WHAT NEEDS TO BE DONE
Reproduce, word for word, the items below, starting at the line that contains "In the photo above, where can the ceiling air" and stopping after the line that contains "column 495, row 129".

═════ TASK DATA

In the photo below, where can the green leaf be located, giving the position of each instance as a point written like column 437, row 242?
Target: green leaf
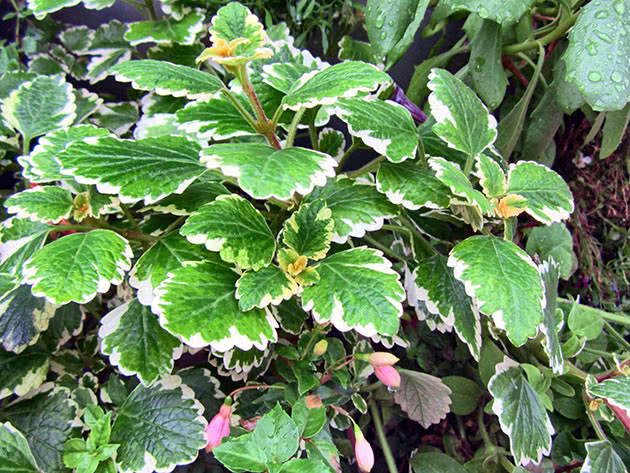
column 548, row 196
column 77, row 267
column 166, row 30
column 148, row 169
column 410, row 185
column 165, row 78
column 23, row 318
column 436, row 286
column 602, row 458
column 503, row 12
column 46, row 420
column 503, row 281
column 233, row 227
column 356, row 207
column 462, row 119
column 39, row 106
column 15, row 454
column 309, row 230
column 488, row 76
column 386, row 127
column 41, row 204
column 521, row 413
column 598, row 56
column 197, row 303
column 343, row 80
column 158, row 427
column 263, row 171
column 423, row 397
column 134, row 341
column 357, row 290
column 164, row 256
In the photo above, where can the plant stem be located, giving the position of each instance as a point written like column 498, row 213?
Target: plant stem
column 382, row 439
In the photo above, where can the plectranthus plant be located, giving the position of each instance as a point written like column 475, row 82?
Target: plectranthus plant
column 196, row 280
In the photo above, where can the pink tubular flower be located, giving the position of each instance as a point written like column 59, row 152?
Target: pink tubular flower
column 219, row 426
column 388, row 376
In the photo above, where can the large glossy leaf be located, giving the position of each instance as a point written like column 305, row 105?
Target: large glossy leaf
column 158, row 427
column 165, row 78
column 263, row 171
column 521, row 413
column 598, row 56
column 462, row 119
column 148, row 169
column 357, row 290
column 134, row 341
column 233, row 227
column 504, row 282
column 197, row 303
column 77, row 267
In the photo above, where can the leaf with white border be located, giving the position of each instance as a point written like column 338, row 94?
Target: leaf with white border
column 263, row 171
column 134, row 341
column 343, row 80
column 46, row 204
column 158, row 427
column 197, row 303
column 463, row 121
column 384, row 126
column 77, row 267
column 232, row 226
column 356, row 207
column 148, row 169
column 412, row 186
column 549, row 198
column 521, row 413
column 165, row 78
column 504, row 282
column 357, row 290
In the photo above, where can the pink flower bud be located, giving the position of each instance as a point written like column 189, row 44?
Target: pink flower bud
column 388, row 376
column 218, row 427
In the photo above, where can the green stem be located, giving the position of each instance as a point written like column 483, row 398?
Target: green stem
column 382, row 439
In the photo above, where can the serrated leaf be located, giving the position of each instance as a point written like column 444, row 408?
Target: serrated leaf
column 46, row 420
column 348, row 280
column 23, row 317
column 158, row 427
column 263, row 171
column 164, row 256
column 356, row 207
column 444, row 295
column 134, row 341
column 166, row 30
column 462, row 119
column 410, row 185
column 324, row 87
column 148, row 169
column 39, row 106
column 521, row 413
column 309, row 230
column 41, row 204
column 269, row 285
column 504, row 282
column 77, row 267
column 386, row 127
column 548, row 196
column 423, row 397
column 15, row 454
column 232, row 226
column 598, row 56
column 165, row 78
column 197, row 303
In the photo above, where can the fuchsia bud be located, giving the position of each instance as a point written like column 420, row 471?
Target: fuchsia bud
column 219, row 426
column 388, row 376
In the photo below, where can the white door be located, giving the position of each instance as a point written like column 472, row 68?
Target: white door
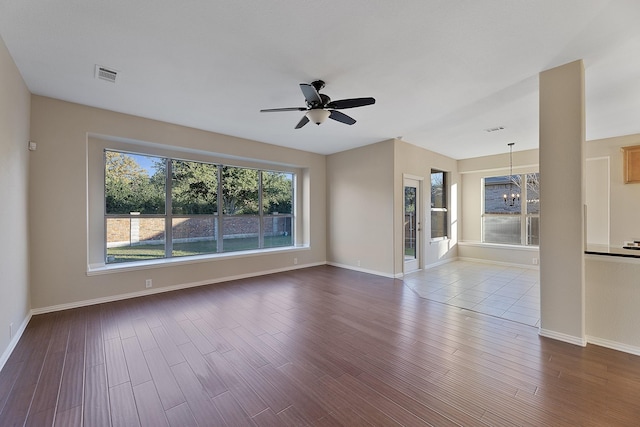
column 412, row 225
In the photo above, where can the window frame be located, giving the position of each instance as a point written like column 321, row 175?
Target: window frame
column 95, row 185
column 525, row 218
column 443, row 209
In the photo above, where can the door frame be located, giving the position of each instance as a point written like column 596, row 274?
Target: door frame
column 416, row 182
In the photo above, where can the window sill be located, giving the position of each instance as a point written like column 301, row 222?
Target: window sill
column 98, row 269
column 438, row 239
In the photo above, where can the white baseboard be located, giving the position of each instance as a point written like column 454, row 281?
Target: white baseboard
column 152, row 291
column 14, row 341
column 582, row 342
column 364, row 270
column 614, row 345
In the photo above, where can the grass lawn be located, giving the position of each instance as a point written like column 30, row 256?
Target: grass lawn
column 145, row 252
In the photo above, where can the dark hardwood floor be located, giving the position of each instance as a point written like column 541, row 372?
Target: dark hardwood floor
column 321, row 346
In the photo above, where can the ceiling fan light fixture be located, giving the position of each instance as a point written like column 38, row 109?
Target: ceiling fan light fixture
column 318, row 115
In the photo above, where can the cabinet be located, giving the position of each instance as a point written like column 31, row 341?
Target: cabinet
column 631, row 160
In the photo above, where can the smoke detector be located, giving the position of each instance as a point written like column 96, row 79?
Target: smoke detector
column 106, row 74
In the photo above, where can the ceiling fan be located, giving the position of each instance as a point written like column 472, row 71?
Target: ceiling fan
column 320, row 106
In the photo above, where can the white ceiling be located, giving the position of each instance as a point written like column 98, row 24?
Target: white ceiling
column 441, row 71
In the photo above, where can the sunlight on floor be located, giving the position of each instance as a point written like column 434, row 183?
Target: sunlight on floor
column 511, row 293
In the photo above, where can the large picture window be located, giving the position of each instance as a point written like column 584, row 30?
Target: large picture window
column 511, row 209
column 157, row 207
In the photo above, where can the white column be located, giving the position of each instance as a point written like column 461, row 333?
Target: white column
column 562, row 195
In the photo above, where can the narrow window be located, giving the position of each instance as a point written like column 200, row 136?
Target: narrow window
column 439, row 217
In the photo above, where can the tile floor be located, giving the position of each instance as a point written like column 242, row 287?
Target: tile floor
column 507, row 292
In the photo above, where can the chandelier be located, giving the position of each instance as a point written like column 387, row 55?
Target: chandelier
column 512, row 198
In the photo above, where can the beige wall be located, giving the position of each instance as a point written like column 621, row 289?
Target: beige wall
column 360, row 208
column 14, row 176
column 59, row 204
column 624, row 223
column 612, row 294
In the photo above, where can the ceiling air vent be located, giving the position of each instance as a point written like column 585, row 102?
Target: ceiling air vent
column 106, row 74
column 495, row 129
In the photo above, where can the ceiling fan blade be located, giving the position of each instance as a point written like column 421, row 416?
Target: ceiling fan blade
column 310, row 94
column 341, row 117
column 303, row 121
column 341, row 104
column 271, row 110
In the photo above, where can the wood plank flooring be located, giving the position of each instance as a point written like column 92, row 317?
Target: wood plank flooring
column 321, row 346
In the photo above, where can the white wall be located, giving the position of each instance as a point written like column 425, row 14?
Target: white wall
column 58, row 205
column 14, row 176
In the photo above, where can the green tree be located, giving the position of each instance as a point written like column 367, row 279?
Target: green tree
column 129, row 188
column 194, row 188
column 277, row 192
column 239, row 190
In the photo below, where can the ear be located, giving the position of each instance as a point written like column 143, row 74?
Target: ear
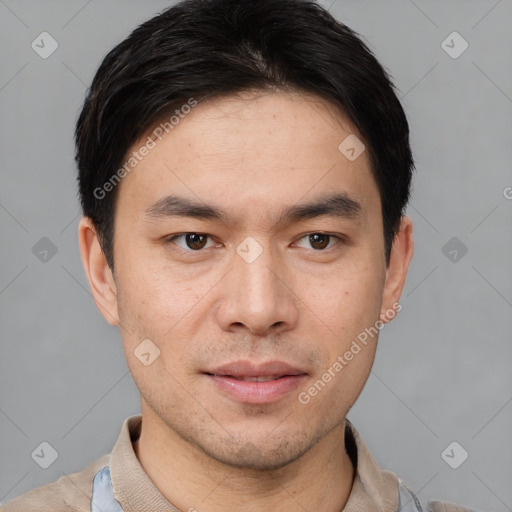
column 396, row 272
column 98, row 272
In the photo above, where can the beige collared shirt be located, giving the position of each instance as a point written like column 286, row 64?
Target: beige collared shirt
column 117, row 482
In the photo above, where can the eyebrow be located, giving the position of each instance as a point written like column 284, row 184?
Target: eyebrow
column 340, row 205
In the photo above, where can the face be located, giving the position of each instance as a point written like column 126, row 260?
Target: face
column 250, row 297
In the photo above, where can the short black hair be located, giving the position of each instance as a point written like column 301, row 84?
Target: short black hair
column 213, row 48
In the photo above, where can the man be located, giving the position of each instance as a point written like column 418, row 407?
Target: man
column 244, row 168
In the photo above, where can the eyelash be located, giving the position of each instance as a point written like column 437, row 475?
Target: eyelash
column 339, row 238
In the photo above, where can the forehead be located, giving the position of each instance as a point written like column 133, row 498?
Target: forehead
column 249, row 151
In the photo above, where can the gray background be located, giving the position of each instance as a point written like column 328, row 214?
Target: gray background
column 443, row 369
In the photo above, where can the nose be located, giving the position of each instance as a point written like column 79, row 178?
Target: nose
column 258, row 296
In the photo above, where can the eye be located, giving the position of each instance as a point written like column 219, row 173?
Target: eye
column 194, row 242
column 320, row 241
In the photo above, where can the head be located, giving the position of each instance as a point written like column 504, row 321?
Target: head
column 244, row 169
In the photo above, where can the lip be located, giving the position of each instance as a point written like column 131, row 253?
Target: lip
column 228, row 380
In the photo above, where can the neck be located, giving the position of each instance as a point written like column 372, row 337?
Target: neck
column 321, row 479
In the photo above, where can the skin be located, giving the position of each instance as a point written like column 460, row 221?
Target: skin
column 251, row 154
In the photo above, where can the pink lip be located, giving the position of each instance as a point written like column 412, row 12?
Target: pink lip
column 228, row 379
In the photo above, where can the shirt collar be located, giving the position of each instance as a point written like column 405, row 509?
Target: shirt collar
column 373, row 489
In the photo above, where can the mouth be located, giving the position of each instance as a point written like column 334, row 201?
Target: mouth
column 256, row 384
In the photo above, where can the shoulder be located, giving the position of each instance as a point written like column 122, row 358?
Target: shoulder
column 442, row 506
column 70, row 493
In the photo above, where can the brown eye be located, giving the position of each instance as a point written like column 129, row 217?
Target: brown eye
column 321, row 241
column 193, row 241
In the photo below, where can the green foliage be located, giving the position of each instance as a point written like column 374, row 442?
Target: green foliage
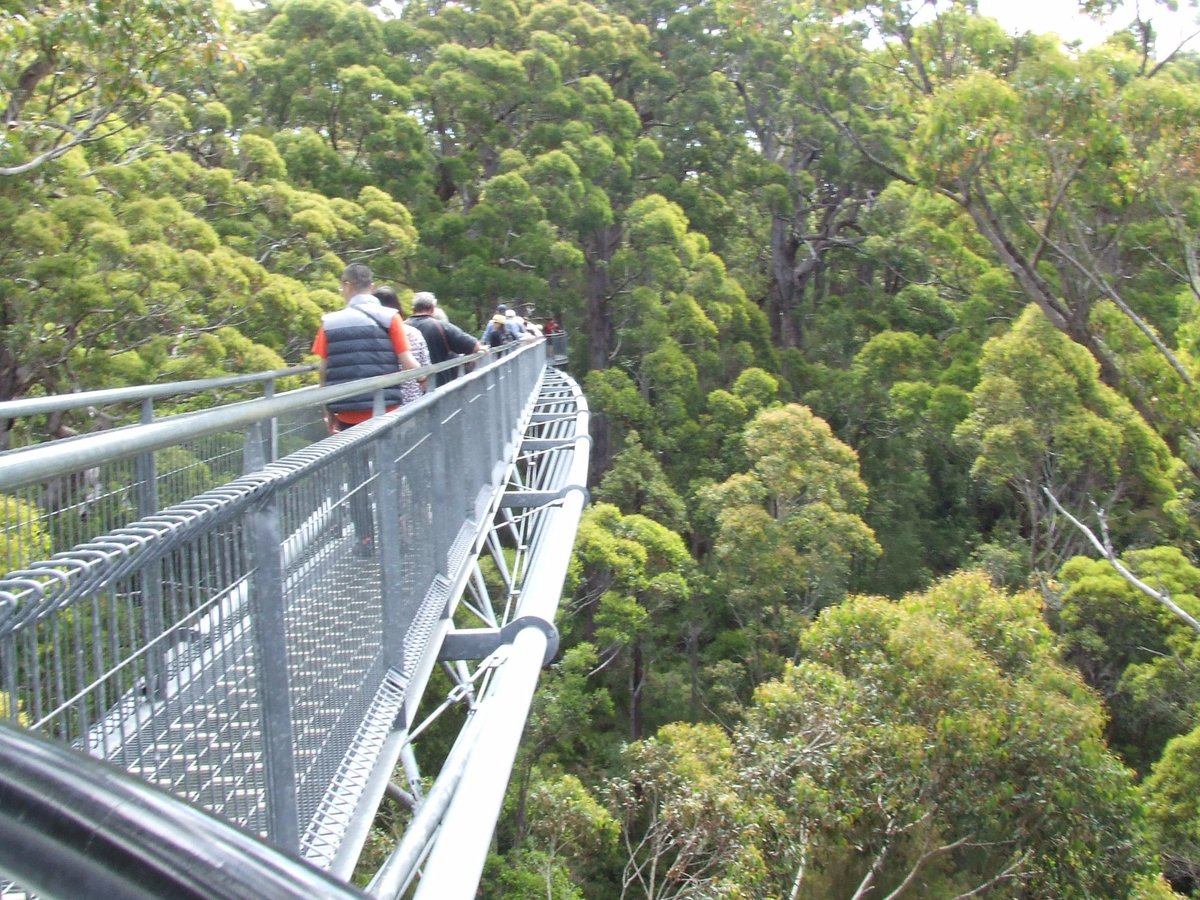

══════════

FINAL RESULT
In the photo above, where can the ceiling air vent be located, giving the position of each instance as a point written like column 585, row 102?
Target: ceiling air vent
column 106, row 74
column 495, row 129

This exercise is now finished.